▶ WHAT YOU SHOULD DO
Update the image-paragraph page below from "We compare our" up to and including "and vocabulary size.", replacing each "baselines" with "reference methods".

▶ EXTRACT TO READ

..........

Recent progress on image captioning has made it possible to generate novel sentences describing images in natural language, but compressing an image into a single sentence can describe visual content in only coarse detail. While one new captioning approach, dense captioning, can potentially describe images in finer levels of detail by captioning many regions within an image, it in turn is unable to produce a coherent story for an image. In this paper we overcome these limitations by generating entire paragraphs for describing images, which can tell detailed, unified stories. We develop a model that decomposes both images and paragraphs into their constituent parts, detecting semantic regions in images and using a hierarchical recurrent neural network to reason about language. Linguistic analysis confirms the complexity of the paragraph generation task, and thorough experiments on a new dataset of image and paragraph pairs demonstrate the effectiveness of our approach.

To appear in CVPR 2017


Download the dataset here.

Download the training, val and test splits here.


Download the paper here.


  title={A Hierarchical Approach for Generating Descriptive Image Paragraphs},
  author={Krause, Jonathan and Johnson, Justin and Krishna, Ranjay and Fei-Fei, Li},
  booktitle={Computer Vision and Patterm Recognition (CVPR)},


With this paper, we are releasing a new dataset to allow researchers to benchmark their progress in generating paragraphs that tell a story about an image. The dataset contains 19,561 images from the Visual Genome dataset. Each image contains one paragraph. The training/val/test sets contains 14,575/2487/2489 images. We show in our paper that the paragraphs are more diverse than their corresponding sentences descriptions with more verbs, co-references and adjectives.

Since all the images are also part of the Visual Genome dataset, Each image also contains 50 region descriptions (short phrases describing parts of an image), 35 objects, 26 attributes and 21 relationships and 17 question-answer pairs.


We first decompose the input image by detecting objects and other regions of interest, then aggregate features across these regions to produce a pooled representation richly expressing the image semantics. This feature vector is taken as input by a hierarchical recurrent neural network composed of two levels: a sentence RNN and a word RNN. The sentence RNN receives the image features, decides how many sentences to generate in the resulting paragraph, and produces an input topic vector for each sentence. Given this topic vector, the word RNN generates the words of a single sentence.

Example Results

We compare our approach with numerous baselines, showcasing the benefits of hierarchical modeling for generating descriptive paragraphs. Read our paper to learn more about our baselines (Sentence-concat and template methods). We compare and contrast our methods with these baselines in terms of diversity, co-references (pronouns), verbs, sentence lengths and vocabulary size.

Focused paragraph generation

As an exploratory experiment in order to highlight the interpretability of our model, we investigate generating paragraphs from particular regions in the image. We show that the model generates paragraphs describing the detected regions without much mention of objects or scenery outside of the detections. Taking the top-right image as an example, despite a few linguistic mistakes, the paragraph generated mentions the batter, catcher, dirt, and grass, which all appear in the top detected regions, but does not pay heed to the pitcher or the umpire in the background.

..........

Extracted data entries
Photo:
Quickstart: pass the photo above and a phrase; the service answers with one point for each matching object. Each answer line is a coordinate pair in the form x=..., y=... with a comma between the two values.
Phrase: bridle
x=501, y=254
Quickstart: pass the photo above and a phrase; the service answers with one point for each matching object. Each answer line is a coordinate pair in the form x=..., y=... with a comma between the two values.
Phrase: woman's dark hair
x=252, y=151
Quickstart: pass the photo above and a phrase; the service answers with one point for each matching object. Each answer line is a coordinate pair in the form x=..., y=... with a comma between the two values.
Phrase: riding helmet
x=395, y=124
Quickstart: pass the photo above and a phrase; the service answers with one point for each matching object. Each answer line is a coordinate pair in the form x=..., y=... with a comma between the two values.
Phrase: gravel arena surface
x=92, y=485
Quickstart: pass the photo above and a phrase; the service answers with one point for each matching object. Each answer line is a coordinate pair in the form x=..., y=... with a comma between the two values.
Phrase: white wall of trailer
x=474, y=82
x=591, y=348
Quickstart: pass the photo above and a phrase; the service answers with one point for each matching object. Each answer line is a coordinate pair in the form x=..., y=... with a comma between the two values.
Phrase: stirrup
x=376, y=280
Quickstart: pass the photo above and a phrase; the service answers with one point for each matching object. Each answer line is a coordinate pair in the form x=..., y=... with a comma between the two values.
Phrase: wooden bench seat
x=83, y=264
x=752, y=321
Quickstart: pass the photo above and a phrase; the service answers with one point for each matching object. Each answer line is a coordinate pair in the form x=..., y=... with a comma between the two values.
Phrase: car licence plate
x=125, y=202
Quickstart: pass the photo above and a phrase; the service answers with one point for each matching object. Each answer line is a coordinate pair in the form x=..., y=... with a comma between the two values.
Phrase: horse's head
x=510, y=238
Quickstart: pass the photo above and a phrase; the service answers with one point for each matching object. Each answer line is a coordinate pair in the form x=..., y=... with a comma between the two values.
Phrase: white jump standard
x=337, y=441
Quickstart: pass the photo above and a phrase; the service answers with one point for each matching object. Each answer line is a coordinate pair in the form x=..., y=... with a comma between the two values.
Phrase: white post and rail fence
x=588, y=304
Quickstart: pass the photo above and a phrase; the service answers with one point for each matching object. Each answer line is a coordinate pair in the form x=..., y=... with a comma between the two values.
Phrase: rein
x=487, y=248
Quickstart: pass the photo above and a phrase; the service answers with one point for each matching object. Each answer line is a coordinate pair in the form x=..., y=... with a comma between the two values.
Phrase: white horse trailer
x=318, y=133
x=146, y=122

..........

▶ SOLVED EXERCISE
We compare our approach with numerous reference methods, showcasing the benefits of hierarchical modeling for generating descriptive paragraphs. Read our paper to learn more about our reference methods (Sentence-concat and template methods). We compare and contrast our methods with these reference methods in terms of diversity, co-references (pronouns), verbs, sentence lengths and vocabulary size.